### [TESTO ESTRATTO]
================================

Fantastico, per scheda video e scheda madre ho capito come gira...devo solo decidermi sul processore...

----------

## triki

siccome sono in una situazione simile alla tua, vediamo un po' se quello che ho appreso può tornare utile anche a te:

per il processore, dopo i vari consigli di questo forum (sono l'autore del thread che ti hanno segnalato un po' di post più in su) e un po' di ricerche, ho optato per un intel 2 duo (per la precisione un 6600) perchè intel al momento utilizza una tecnologia un po' più avanzata che invece amd per ora propone solo su cpu di fascia bassa (fino al 5000+), in pratica con un clock e consumi inferiori fornisce prestazioni più elevate (il 6600 intel a 2.4 GHz è un poco più performante di un 5600+ amd a 2.8 GHz).

Per quanto riguarda i prezzi è vero che amd per cercare di colmare il gap tecnologico li ha abbassati di molto, ma ciò è stato fatto già alcuni mesi fa e intel ha avuto tutto il tempo per adeguare a sua volta i prezzi, infatti i due processori che ho considerato (il 6600 intel e il 5600 amd) hanno prezzi simili (fra i 300 e i 350 euro) e prestazioni simili.

Banalità: ovviamente dipende molto da cosa hai bisogno, se hai bisogno di lavorare solo sulla grafica (come mi sembra di aver capito) allora picchia di gpu e gddr e risparmia sulla cpu, se invece necessiti di potenza di calcolo allora vai di cpu e ram, se poi sei sfigato come me e hai bisogno di entrambi...  :Very Happy: 

Per la scheda madre mi è sono stati consigliati da più persone i chipset nvidia sia con processore amd che intel soprattutto se opti per una scheda video nvidia, il 650 mi sembra essere un buon compromesso (buone prestazioni, ma non il top quindi meno costoso). Inoltre la compatibilità con linux sembra essere molto buona.

Un piccolo appunto: ho dato un occhio a quella che hai scelto, ho visto che è una SLI, sei sicuro che ti serva tale funzione, insomma se non preventivi di mettere su 2 schede video ti consiglierei di rinunciare a tale funzione e ad esempio prendere una main con un chipset più avanzato (quella monta un 590) senza SLI rimanendo circa sullo stesso prezzo.

----------

## djinnZ

quoto ed aggiungo:

la dimensione del dissipatore può essere un problema (una scheda che occupa due o tre slot) nel caso opterei per un modello a liquido.

================================

### [COSE DA FARE]
1. Rispondi a queste domande sulla discussione sulla scelta dei componenti:
(a) Quale processore Intel ha scelto triki?
(b) Tra quali prezzi si collocano i due processori messi a confronto?
(c) Quale chipset monta la scheda madre scelta dall'altro utente?
2. Continua, per favore, la discussione sulla scelta dei componenti a partire dall'ultima frase.

(Righe da un dataset)
================================

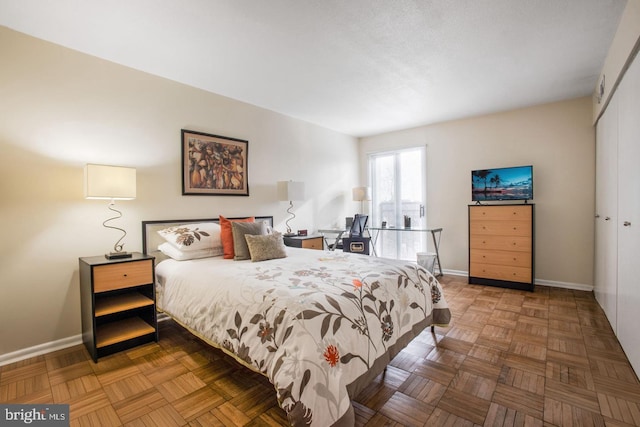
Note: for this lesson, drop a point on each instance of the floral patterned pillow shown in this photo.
(265, 247)
(192, 237)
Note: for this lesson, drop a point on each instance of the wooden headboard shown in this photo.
(151, 239)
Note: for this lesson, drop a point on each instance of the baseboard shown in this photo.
(40, 349)
(540, 282)
(565, 285)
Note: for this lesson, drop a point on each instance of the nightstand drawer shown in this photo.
(122, 275)
(313, 243)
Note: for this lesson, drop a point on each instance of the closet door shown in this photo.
(628, 224)
(605, 268)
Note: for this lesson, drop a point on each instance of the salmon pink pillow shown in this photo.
(226, 235)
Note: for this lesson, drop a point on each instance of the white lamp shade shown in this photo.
(109, 182)
(290, 191)
(361, 193)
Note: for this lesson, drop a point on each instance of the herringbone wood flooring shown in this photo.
(547, 358)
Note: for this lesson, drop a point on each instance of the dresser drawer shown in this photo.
(510, 274)
(501, 243)
(501, 228)
(500, 213)
(122, 275)
(506, 258)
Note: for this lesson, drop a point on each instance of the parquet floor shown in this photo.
(547, 358)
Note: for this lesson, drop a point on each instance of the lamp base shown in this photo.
(117, 255)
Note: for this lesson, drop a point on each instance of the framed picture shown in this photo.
(214, 165)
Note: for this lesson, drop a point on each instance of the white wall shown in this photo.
(623, 44)
(558, 139)
(60, 109)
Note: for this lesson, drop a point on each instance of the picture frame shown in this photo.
(214, 165)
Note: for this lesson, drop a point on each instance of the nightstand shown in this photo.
(118, 303)
(307, 242)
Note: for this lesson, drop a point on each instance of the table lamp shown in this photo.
(111, 183)
(290, 191)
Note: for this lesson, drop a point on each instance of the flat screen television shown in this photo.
(512, 183)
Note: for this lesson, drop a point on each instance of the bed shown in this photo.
(320, 325)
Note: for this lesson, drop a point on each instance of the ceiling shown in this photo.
(360, 67)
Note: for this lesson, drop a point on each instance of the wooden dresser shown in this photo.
(501, 245)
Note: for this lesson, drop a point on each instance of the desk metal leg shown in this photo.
(436, 243)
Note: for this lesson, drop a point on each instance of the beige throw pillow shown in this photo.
(268, 246)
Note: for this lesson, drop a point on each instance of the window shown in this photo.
(398, 187)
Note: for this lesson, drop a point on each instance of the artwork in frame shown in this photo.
(214, 165)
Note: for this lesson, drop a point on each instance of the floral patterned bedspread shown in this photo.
(315, 323)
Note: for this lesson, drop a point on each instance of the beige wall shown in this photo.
(557, 139)
(60, 109)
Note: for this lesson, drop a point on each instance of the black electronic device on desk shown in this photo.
(356, 242)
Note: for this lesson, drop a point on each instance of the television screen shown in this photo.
(514, 183)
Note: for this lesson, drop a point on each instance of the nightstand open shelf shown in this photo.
(118, 303)
(122, 330)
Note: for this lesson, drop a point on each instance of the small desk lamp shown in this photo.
(361, 194)
(290, 191)
(111, 183)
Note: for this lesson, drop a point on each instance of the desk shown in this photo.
(339, 235)
(435, 235)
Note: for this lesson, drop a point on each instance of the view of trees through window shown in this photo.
(398, 199)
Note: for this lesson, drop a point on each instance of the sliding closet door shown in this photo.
(629, 214)
(606, 265)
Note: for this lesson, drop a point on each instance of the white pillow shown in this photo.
(170, 251)
(193, 237)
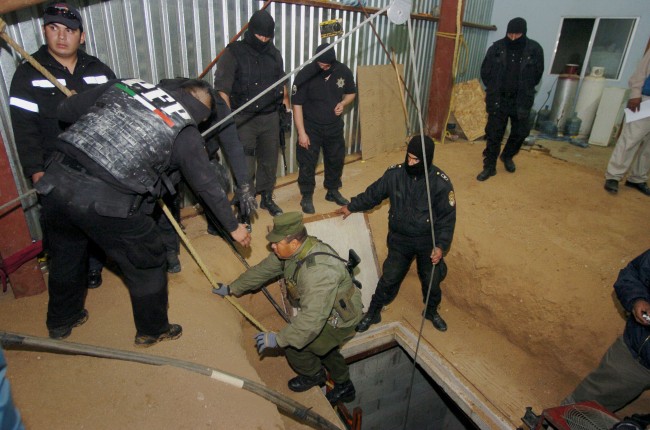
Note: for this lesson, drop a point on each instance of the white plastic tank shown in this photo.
(565, 96)
(588, 99)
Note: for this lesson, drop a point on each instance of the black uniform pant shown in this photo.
(496, 128)
(330, 139)
(72, 216)
(260, 137)
(401, 252)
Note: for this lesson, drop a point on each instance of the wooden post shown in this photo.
(441, 73)
(28, 279)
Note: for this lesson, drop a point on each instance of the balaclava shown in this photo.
(260, 23)
(415, 148)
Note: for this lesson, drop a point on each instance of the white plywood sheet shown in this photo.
(343, 235)
(608, 116)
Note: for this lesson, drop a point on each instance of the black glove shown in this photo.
(223, 290)
(246, 199)
(286, 118)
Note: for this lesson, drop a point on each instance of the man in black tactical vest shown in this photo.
(111, 165)
(246, 69)
(34, 99)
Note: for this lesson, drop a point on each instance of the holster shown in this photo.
(343, 304)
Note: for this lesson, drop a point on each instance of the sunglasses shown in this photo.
(56, 11)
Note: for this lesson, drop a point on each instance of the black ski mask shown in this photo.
(415, 149)
(260, 23)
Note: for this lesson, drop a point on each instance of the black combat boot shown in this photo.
(432, 315)
(94, 278)
(343, 392)
(336, 197)
(486, 173)
(373, 316)
(307, 204)
(268, 204)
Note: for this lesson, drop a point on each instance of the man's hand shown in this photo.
(436, 255)
(640, 308)
(37, 177)
(265, 340)
(223, 290)
(338, 109)
(241, 235)
(247, 202)
(344, 210)
(634, 104)
(303, 140)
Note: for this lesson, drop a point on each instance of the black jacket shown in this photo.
(33, 102)
(409, 207)
(493, 71)
(188, 154)
(632, 284)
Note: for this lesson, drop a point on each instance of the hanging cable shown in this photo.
(428, 186)
(285, 404)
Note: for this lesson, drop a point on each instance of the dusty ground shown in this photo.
(528, 300)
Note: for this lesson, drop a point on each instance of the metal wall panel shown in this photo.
(140, 38)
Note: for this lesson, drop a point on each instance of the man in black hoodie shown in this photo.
(624, 371)
(511, 69)
(33, 99)
(246, 69)
(409, 228)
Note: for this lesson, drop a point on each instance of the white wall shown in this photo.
(544, 16)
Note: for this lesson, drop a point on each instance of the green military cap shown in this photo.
(284, 225)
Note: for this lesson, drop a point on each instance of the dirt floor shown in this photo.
(528, 299)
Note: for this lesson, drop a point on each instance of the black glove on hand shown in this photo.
(223, 290)
(247, 202)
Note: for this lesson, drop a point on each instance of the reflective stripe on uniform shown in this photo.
(23, 104)
(96, 80)
(44, 83)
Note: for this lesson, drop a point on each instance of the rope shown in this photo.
(428, 185)
(285, 404)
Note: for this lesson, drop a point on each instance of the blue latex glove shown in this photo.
(223, 290)
(247, 202)
(265, 340)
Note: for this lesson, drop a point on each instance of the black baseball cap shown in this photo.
(62, 13)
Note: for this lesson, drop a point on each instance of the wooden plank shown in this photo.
(28, 279)
(469, 108)
(383, 126)
(343, 235)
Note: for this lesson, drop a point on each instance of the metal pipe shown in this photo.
(289, 406)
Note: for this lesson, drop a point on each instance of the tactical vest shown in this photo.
(130, 132)
(343, 306)
(256, 72)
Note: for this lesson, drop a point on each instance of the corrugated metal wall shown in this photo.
(155, 39)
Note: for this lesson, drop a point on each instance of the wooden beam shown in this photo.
(7, 6)
(338, 6)
(28, 279)
(441, 74)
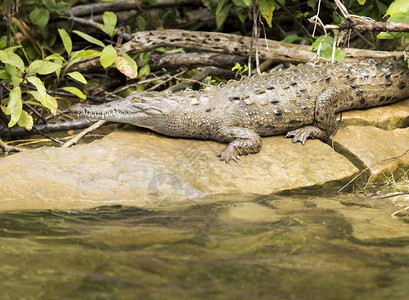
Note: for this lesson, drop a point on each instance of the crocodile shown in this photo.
(301, 102)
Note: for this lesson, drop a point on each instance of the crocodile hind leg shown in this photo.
(325, 119)
(242, 141)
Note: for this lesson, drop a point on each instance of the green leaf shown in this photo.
(103, 28)
(15, 75)
(108, 56)
(49, 4)
(144, 70)
(54, 56)
(266, 9)
(82, 54)
(34, 80)
(61, 7)
(25, 120)
(339, 55)
(75, 91)
(237, 66)
(8, 57)
(110, 21)
(221, 17)
(42, 67)
(66, 40)
(77, 76)
(89, 38)
(241, 3)
(48, 101)
(327, 48)
(398, 6)
(144, 57)
(15, 106)
(40, 17)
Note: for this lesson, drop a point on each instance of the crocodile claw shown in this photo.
(227, 156)
(298, 136)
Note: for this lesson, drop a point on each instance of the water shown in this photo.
(276, 247)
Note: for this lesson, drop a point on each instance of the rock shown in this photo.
(138, 167)
(383, 152)
(386, 117)
(375, 226)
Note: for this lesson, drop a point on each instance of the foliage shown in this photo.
(222, 9)
(398, 11)
(26, 77)
(241, 69)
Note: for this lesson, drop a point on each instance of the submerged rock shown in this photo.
(383, 153)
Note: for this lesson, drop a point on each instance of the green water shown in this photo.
(279, 247)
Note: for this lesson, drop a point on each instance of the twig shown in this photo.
(216, 42)
(47, 135)
(80, 135)
(17, 132)
(197, 78)
(91, 23)
(166, 80)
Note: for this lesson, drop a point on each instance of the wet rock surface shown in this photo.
(134, 166)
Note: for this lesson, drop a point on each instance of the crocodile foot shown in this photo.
(228, 155)
(301, 134)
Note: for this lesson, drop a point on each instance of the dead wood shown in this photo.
(19, 132)
(193, 59)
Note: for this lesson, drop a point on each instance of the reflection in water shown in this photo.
(277, 247)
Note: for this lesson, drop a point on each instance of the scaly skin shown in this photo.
(301, 101)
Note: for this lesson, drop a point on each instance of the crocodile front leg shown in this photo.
(324, 117)
(243, 141)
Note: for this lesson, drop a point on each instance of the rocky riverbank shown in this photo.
(138, 167)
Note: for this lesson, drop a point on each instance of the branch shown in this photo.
(99, 8)
(193, 59)
(17, 132)
(80, 135)
(208, 71)
(376, 26)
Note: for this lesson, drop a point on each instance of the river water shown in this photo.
(270, 247)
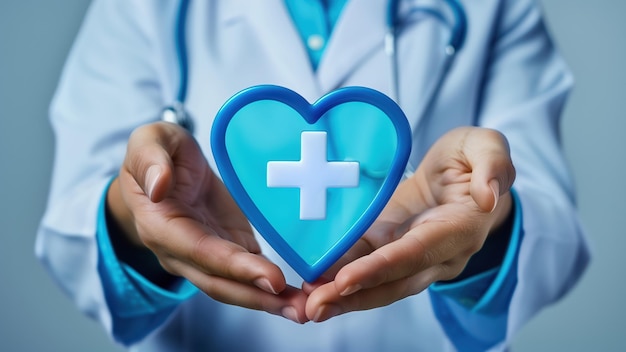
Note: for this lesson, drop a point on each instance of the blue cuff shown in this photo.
(474, 312)
(489, 292)
(137, 306)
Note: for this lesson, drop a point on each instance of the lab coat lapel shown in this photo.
(359, 37)
(271, 23)
(359, 31)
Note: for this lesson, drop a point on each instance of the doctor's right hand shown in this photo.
(167, 200)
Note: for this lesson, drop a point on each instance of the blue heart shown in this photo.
(268, 123)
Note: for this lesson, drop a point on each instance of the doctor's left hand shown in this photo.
(435, 221)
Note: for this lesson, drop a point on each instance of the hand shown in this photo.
(430, 228)
(167, 199)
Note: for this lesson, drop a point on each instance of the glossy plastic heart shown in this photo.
(262, 137)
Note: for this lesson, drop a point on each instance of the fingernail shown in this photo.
(326, 312)
(152, 177)
(290, 313)
(495, 189)
(350, 290)
(265, 285)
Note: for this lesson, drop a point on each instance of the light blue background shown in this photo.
(35, 36)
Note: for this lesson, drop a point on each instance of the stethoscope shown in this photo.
(456, 21)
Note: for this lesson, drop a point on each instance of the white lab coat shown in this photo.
(123, 70)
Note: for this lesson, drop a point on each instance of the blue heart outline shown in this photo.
(311, 114)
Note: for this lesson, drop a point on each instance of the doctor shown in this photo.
(144, 237)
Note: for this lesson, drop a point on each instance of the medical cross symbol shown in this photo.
(313, 175)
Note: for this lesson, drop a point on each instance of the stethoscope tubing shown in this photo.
(177, 113)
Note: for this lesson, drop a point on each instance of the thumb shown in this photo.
(493, 173)
(149, 158)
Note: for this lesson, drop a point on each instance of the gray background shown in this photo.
(35, 36)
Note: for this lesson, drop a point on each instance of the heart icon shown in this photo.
(311, 178)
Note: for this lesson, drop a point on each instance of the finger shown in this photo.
(426, 245)
(290, 303)
(149, 157)
(200, 247)
(488, 154)
(326, 302)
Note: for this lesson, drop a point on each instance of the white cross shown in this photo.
(313, 175)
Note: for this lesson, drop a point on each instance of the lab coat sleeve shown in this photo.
(523, 93)
(113, 82)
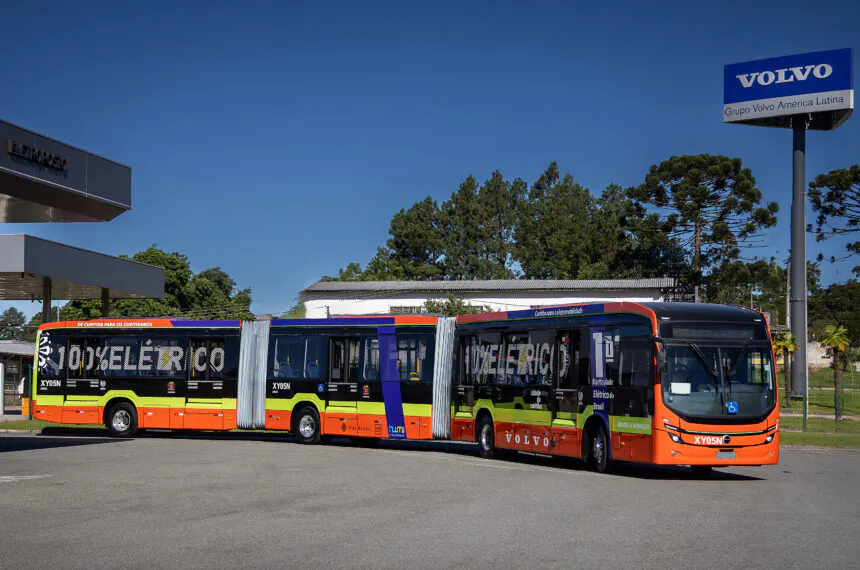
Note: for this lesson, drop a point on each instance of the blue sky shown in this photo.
(277, 139)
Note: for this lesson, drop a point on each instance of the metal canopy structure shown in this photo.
(44, 180)
(32, 269)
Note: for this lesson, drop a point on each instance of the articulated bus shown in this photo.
(659, 383)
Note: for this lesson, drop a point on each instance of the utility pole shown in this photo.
(788, 296)
(799, 372)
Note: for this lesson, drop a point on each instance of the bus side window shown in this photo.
(542, 371)
(52, 355)
(82, 357)
(465, 360)
(568, 359)
(370, 369)
(584, 369)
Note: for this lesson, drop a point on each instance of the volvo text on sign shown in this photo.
(765, 91)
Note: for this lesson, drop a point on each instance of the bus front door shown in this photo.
(203, 400)
(565, 400)
(341, 414)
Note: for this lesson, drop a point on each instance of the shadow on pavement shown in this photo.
(9, 444)
(630, 470)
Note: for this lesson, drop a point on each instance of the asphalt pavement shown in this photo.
(77, 501)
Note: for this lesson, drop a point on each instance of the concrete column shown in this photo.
(2, 389)
(105, 302)
(46, 300)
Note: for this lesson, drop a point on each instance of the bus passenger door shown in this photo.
(632, 407)
(83, 389)
(371, 404)
(342, 389)
(463, 392)
(565, 400)
(203, 405)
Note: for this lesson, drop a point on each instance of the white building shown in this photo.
(333, 298)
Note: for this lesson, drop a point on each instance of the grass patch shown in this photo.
(820, 425)
(820, 439)
(820, 431)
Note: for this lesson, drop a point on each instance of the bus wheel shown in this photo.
(598, 456)
(701, 471)
(122, 420)
(486, 438)
(306, 426)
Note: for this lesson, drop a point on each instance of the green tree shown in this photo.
(416, 242)
(835, 338)
(787, 344)
(220, 279)
(297, 311)
(352, 272)
(12, 324)
(710, 204)
(836, 304)
(556, 228)
(477, 226)
(835, 197)
(452, 306)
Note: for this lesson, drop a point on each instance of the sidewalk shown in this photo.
(825, 416)
(12, 415)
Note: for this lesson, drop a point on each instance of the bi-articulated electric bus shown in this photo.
(660, 383)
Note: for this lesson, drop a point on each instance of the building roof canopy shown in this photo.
(75, 273)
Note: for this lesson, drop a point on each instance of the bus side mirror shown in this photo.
(662, 363)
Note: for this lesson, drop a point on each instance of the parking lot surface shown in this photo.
(74, 501)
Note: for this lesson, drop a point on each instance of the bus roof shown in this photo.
(655, 311)
(162, 323)
(370, 320)
(133, 323)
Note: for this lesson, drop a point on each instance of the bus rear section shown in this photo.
(376, 377)
(599, 382)
(371, 377)
(138, 373)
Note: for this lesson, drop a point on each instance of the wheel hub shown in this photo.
(307, 426)
(121, 420)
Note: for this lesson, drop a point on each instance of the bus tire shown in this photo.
(122, 420)
(598, 451)
(487, 438)
(701, 471)
(306, 426)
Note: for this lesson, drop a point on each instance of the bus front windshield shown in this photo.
(719, 381)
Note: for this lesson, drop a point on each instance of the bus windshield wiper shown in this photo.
(733, 369)
(708, 367)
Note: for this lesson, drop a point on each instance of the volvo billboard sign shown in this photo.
(800, 92)
(767, 92)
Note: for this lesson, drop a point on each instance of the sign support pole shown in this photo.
(800, 370)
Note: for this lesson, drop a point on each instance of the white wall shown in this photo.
(320, 307)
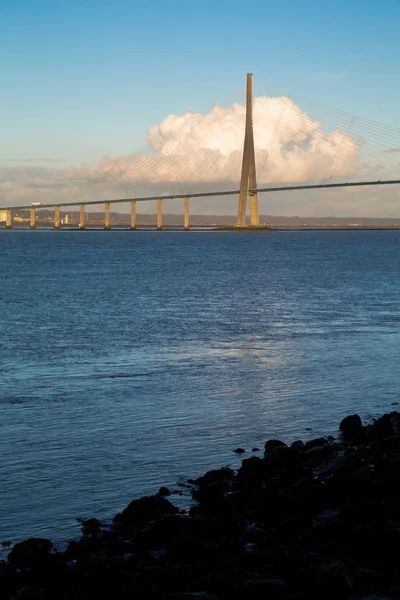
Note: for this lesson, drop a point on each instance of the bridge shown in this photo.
(248, 191)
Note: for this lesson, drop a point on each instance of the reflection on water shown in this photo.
(130, 361)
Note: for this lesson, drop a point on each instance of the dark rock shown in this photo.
(298, 444)
(190, 596)
(146, 509)
(318, 442)
(351, 427)
(283, 457)
(253, 588)
(216, 476)
(30, 552)
(252, 471)
(272, 444)
(332, 579)
(90, 526)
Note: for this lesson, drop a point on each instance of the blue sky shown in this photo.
(83, 79)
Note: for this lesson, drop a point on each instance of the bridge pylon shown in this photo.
(248, 179)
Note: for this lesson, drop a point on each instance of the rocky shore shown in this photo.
(312, 520)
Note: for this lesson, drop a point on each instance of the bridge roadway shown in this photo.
(107, 223)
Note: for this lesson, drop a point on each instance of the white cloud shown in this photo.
(197, 151)
(331, 75)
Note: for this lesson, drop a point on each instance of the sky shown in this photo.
(85, 84)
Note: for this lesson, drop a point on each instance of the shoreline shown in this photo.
(309, 520)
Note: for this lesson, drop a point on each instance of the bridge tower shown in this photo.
(248, 180)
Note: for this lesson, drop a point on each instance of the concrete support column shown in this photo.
(32, 221)
(133, 215)
(248, 178)
(159, 215)
(107, 220)
(57, 221)
(254, 216)
(186, 214)
(81, 216)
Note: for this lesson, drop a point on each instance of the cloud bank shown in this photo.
(199, 151)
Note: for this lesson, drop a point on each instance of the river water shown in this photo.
(131, 360)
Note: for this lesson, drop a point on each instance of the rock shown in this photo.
(148, 508)
(298, 444)
(30, 552)
(271, 444)
(283, 457)
(190, 596)
(90, 526)
(332, 579)
(216, 476)
(317, 442)
(252, 472)
(254, 588)
(351, 427)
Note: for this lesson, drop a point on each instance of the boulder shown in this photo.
(351, 428)
(143, 510)
(30, 552)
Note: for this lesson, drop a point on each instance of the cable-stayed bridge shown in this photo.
(266, 141)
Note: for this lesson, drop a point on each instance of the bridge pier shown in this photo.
(254, 215)
(159, 215)
(32, 220)
(81, 217)
(248, 180)
(186, 214)
(57, 222)
(107, 219)
(133, 215)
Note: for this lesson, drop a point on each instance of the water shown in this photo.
(134, 360)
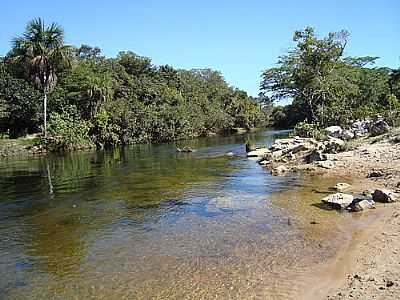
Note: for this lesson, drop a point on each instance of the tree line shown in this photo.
(326, 87)
(90, 99)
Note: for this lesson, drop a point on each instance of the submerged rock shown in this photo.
(185, 149)
(315, 155)
(384, 196)
(280, 170)
(341, 186)
(361, 204)
(258, 152)
(339, 200)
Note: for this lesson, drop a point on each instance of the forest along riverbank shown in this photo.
(215, 225)
(367, 267)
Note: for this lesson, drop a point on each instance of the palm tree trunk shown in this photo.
(45, 114)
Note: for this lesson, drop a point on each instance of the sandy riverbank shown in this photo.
(369, 266)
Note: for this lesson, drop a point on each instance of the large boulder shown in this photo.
(258, 152)
(334, 131)
(316, 155)
(333, 145)
(339, 200)
(361, 127)
(379, 127)
(385, 196)
(280, 170)
(325, 164)
(341, 186)
(347, 135)
(361, 204)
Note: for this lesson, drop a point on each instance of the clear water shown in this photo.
(146, 222)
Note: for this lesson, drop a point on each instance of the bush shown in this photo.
(67, 131)
(307, 130)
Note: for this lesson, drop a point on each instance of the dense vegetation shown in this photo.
(108, 101)
(94, 100)
(327, 88)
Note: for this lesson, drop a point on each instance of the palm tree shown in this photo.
(41, 52)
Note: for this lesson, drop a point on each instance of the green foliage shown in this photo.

================================

### [LE RISPOSTE]
1.
(a) Un Intel 2 duo, per la precisione un 6600.
(b) Fra i 300 e i 350 euro.
(c) Un 590.

2.
se ti è possibile mettere le mani sulla MB verificherei che l'acpi non sia bacato o sia "corregibile".

Una cosa molto importente e troppo spesso sottovalutata è l'alimentatore, cerca di tenerti largo con la potenza, c'è un thread recente sui problemi dell'alimentazione e tempo fa ne iniziai uno in discussioni sul calcolo dell'assorbimento. Stranamente i più blasonati non sono sempre la scelta migliore.

----------

## triki

per darti un parametro sull'alimentatore: nel pc che sto prendendo ho 2 ventole del case, 2 piccine sul disco, 1 sulla scheda video, 1 sul processore, 1 solo disco SATA2, 4 USB a cui collego raramente periferiche che consumano poco e ho optato per un 500W; ma mi è stato spiegato che nel caso volessi collegare usb che ciucciano di più o un secondo disco dovrei optare almeno per un 550W se non 600W

----------

## djinnZ

ventole: da 5 a 20 W (nel tuo caso fai 6x10)

HD: 25W

MB+CPU: 120W

Video: non so

USB: verifica

Nota bene: gli HD e le ventole sono motori elettrici ma mentre gli HD usano dei motori passo-passo il cui assorbimento è quasi costante (quindi in avvio puoi considerare un 10% in più) le ventole usano dei motori "normali" in cui l'assorbimento iniziale è almeno doppio rispetto a quello a regime. Se cerchi ho postato alcuni link e me ne sono stati postati altri in risposta.

In più in molti alimentatori viene indicato solo il valore massimo erogabile e non la potenza nominale o viceversa.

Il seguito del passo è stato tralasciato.